→ **WORK REQUIRED**:
Render all the rows below as a JSON list of strings, one string per line, skipping blank lines. Leave the pictures out of the answer.

********

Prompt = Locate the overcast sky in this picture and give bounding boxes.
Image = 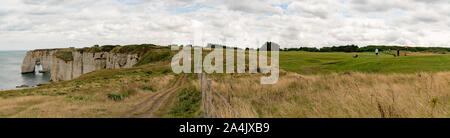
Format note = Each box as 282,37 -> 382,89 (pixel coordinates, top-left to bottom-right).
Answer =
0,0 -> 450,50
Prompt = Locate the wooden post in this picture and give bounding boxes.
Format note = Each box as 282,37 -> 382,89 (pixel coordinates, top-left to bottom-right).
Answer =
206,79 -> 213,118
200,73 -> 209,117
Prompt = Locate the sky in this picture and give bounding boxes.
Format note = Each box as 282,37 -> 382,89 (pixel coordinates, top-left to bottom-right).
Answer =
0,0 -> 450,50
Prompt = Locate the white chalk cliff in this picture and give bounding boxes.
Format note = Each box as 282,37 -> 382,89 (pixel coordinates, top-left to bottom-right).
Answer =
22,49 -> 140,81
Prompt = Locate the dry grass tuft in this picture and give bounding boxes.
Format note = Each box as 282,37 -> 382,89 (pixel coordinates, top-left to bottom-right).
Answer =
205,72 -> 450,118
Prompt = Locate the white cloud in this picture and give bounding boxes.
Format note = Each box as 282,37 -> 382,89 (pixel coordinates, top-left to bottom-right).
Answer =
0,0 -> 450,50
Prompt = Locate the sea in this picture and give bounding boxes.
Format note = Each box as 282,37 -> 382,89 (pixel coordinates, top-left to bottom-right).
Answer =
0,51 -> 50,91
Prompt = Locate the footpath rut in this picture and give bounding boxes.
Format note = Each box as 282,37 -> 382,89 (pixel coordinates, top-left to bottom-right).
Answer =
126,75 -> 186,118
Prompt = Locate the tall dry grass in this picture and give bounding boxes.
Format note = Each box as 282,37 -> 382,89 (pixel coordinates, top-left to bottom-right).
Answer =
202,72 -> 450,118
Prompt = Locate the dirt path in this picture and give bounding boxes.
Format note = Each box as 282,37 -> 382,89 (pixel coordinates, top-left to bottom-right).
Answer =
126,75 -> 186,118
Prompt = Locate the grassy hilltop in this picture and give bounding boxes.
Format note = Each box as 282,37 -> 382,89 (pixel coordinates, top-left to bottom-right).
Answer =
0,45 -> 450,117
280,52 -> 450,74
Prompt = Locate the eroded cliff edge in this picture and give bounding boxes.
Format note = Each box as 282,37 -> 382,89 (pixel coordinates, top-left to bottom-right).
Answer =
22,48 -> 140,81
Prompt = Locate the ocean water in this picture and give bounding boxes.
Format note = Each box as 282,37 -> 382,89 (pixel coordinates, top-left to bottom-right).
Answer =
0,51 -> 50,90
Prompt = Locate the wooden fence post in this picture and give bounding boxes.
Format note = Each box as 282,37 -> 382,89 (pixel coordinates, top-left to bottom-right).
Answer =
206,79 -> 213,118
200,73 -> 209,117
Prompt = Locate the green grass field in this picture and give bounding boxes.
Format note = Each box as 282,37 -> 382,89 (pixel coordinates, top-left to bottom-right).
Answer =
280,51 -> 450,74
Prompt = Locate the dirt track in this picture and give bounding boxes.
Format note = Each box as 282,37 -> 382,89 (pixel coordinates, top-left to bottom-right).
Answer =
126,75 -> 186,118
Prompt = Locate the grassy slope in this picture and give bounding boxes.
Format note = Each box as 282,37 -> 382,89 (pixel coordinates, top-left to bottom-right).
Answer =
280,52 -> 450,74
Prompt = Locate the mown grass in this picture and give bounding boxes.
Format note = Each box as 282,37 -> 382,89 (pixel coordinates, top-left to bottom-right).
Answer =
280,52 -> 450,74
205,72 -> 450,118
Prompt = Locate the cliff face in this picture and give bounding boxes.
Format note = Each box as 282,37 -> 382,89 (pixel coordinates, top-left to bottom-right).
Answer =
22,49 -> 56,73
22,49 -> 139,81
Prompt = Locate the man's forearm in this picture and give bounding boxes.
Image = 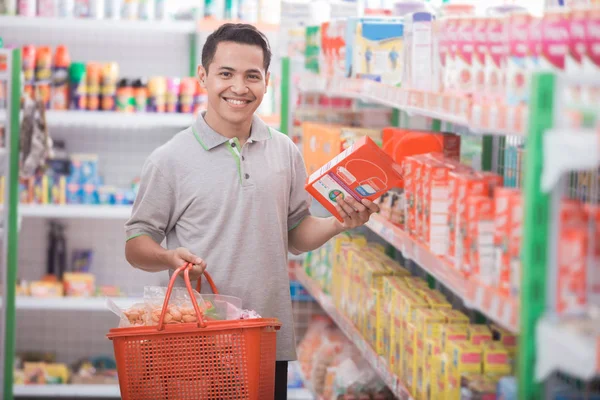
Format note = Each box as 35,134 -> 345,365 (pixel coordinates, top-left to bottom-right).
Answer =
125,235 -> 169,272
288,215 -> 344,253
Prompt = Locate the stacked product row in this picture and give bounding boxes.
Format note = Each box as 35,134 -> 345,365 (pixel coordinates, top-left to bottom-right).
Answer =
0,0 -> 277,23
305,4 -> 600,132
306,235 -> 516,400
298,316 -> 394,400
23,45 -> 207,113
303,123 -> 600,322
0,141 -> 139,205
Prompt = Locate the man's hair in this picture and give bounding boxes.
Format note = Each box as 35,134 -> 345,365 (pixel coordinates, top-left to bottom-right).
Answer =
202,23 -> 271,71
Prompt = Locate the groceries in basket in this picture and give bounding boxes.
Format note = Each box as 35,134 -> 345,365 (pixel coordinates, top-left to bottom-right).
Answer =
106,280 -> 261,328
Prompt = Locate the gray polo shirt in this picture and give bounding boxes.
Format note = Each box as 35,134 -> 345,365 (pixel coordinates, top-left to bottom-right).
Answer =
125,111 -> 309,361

********

→ **EXERCISE SOLUTION**:
[
  "Prompt = Locate the overcast sky in this picture and give bounding boxes.",
  "Image = ",
  "Format note = Each box as 282,37 -> 382,89 (pixel coordinates, top-left to bottom-right).",
  "Answer =",
  "0,0 -> 450,50",
  "Prompt = Locate the wooden post in this picture and give bounding boxes.",
  "Format note = Each box as 282,37 -> 382,89 (pixel coordinates, top-left to bottom-right).",
  "Answer =",
  "206,79 -> 213,118",
  "200,73 -> 209,117",
  "Prompt = Locate the sky in this picture and give bounding boxes.",
  "Format note = Each box as 282,37 -> 382,89 (pixel coordinates, top-left to bottom-right).",
  "Answer =",
  "0,0 -> 450,50",
  "Prompt = Locate the white chalk cliff in this picture and give bounding boxes.",
  "Format note = Each box as 282,37 -> 382,89 (pixel coordinates, top-left to bottom-right).",
  "Answer =",
  "22,49 -> 140,81",
  "Prompt = Locate the dry grass tuft in this picture and give bounding boxes.",
  "Format note = Each box as 282,37 -> 382,89 (pixel coordinates, top-left to bottom-right).",
  "Answer =",
  "205,72 -> 450,118",
  "Prompt = Locate the white cloud in this picture and give bounding boxes.",
  "Format note = Each box as 282,37 -> 382,89 (pixel coordinates, top-left to bottom-right).",
  "Answer =",
  "0,0 -> 450,50",
  "Prompt = Locate the sea in this picture and give bounding boxes.",
  "Format note = Each box as 282,37 -> 382,89 (pixel coordinates, top-left to bottom-right).",
  "Answer =",
  "0,51 -> 50,91",
  "Prompt = Locate the footpath rut in this picture and give bounding boxes.",
  "Format note = Each box as 282,37 -> 382,89 (pixel coordinates, top-left to bottom-right).",
  "Answer =",
  "126,75 -> 186,118",
  "Prompt = Locate the tall dry grass in this picture and give bounding boxes.",
  "Format note = Each box as 282,37 -> 382,89 (pixel coordinates, top-left to bottom-right).",
  "Answer =",
  "202,72 -> 450,118",
  "Prompt = Locate the dirt path in this picture and give bounding boxes.",
  "Format note = Each box as 282,37 -> 382,89 (pixel coordinates, top-left to bottom-right).",
  "Answer =",
  "126,75 -> 186,118",
  "Prompt = Locate the grassy hilltop in this picture and give bounding boxes.",
  "Format note = Each box as 282,37 -> 382,89 (pixel coordinates, top-left to bottom-right).",
  "Answer =",
  "0,45 -> 450,117",
  "280,52 -> 450,74",
  "Prompt = Locate the eroded cliff edge in this picture and give bounding boxes.",
  "Format note = Each box as 282,37 -> 382,89 (pixel coordinates, top-left to bottom-right).",
  "Answer =",
  "22,48 -> 140,81",
  "Prompt = Locate the ocean water in this picture and give bounding boxes.",
  "Format note = Each box as 282,37 -> 382,89 (pixel coordinates, top-left to bottom-right).",
  "Answer =",
  "0,51 -> 50,90",
  "Prompt = Locate the wooden fence post in this picture and give bounding boxes.",
  "Format note = Each box as 282,37 -> 382,89 (pixel coordinates, top-left to bottom-right).",
  "Answer =",
  "206,79 -> 213,118",
  "200,73 -> 209,117",
  "Prompt = Locate the green grass field in this picture and give bounding boxes.",
  "Format note = Each box as 282,37 -> 382,89 (pixel coordinates, top-left to bottom-right).",
  "Answer =",
  "280,51 -> 450,74",
  "Prompt = Locate the dirt track in this picture and give bounding boxes.",
  "Format note = Each box as 282,37 -> 382,89 (pixel coordinates, top-left to bottom-right).",
  "Answer =",
  "126,75 -> 186,118",
  "Prompt = Locate the grassy slope in this picture and give bounding boxes.",
  "Format note = Each box as 282,37 -> 382,89 (pixel coordinates, top-left to bottom-right).",
  "Answer =",
  "280,52 -> 450,74",
  "Prompt = Locate the mown grass in this picture and give bounding boxes.",
  "Format note = Each box as 282,37 -> 382,89 (pixel coordinates, top-left to bottom-right).",
  "Answer =",
  "280,52 -> 450,74",
  "205,72 -> 450,118",
  "Prompt = Locate the cliff face in this picture and give bounding boxes.",
  "Format note = Each box as 282,37 -> 382,89 (pixel coordinates, top-left to bottom-right).",
  "Answer =",
  "22,49 -> 56,73",
  "22,49 -> 139,81",
  "Prompt = Locate the man's forearm in this picture and give bounding boxes.",
  "Image = ",
  "Format note = Each box as 35,134 -> 345,365 (pixel coordinates, top-left to bottom-right).",
  "Answer =",
  "125,235 -> 169,272",
  "288,215 -> 344,253",
  "Prompt = Locate the stacked product row in this picture and give bounding boxes.",
  "Format note = Each box as 35,134 -> 345,365 (pixel coordinates, top-left to bottom-right).",
  "Answer =",
  "0,0 -> 277,23",
  "305,4 -> 600,132",
  "306,235 -> 516,400",
  "298,316 -> 394,400",
  "23,45 -> 207,113",
  "303,123 -> 600,322",
  "0,141 -> 139,205",
  "Prompt = Locate the man's hair in this picture and give bounding boxes.",
  "Format note = Each box as 35,134 -> 345,365 (pixel coordinates, top-left to bottom-right).",
  "Answer =",
  "202,23 -> 271,71",
  "Prompt = Locate the groceries in basket in this picture and give bounding boxes.",
  "Format note = Each box as 35,134 -> 345,365 (pixel coordinates, top-left to bottom-right).",
  "Answer =",
  "106,280 -> 261,328",
  "Prompt = Locate the gray polo shirt in this picture and give bounding boxes.",
  "Format note = Each box as 35,134 -> 345,365 (pixel coordinates, top-left to bottom-right).",
  "Answer =",
  "125,111 -> 309,361"
]